- [Text section]:
By Anna Cockerille
Because of the myriad ways writing workshop and oral language development are linked, it’s hard to tell where one ends and the other begins. Put simply, during writing workshop, there is a lot of talk. It is a time in which children use language in authentic ways, seamlessly and purposefully integrating academic and social vocabulary as they work. Children rehearse for writing aloud, talking to plan what they are going to write. They brainstorm solutions to tricky parts with a partner. They discuss their writing process in metacognitive ways about during conferences with a teacher.

- [Requirement A]: List each specific way of talking that the writing workshop passage says children engage in during writing workshop.
- [Requirement B]: Write out the writing workshop passage word for word, starting at "By Anna Cockerille" and ending at "with a teacher.".

- [Data extract]:
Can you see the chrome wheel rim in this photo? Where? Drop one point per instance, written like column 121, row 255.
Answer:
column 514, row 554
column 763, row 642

- [Task answer A]:
- Rehearsing for writing aloud, talking to plan what they are going to write
- Brainstorming solutions to tricky parts with a partner
- Discussing their writing process in metacognitive ways during conferences with a teacher

- [Task answer B]:
By Anna Cockerille
Because of the myriad ways writing workshop and oral language development are linked, it’s hard to tell where one ends and the other begins. Put simply, during writing workshop, there is a lot of talk. It is a time in which children use language in authentic ways, seamlessly and purposefully integrating academic and social vocabulary as they work. Children rehearse for writing aloud, talking to plan what they are going to write. They brainstorm solutions to tricky parts with a partner. They discuss their writing process in metacognitive ways about during conferences with a teacher.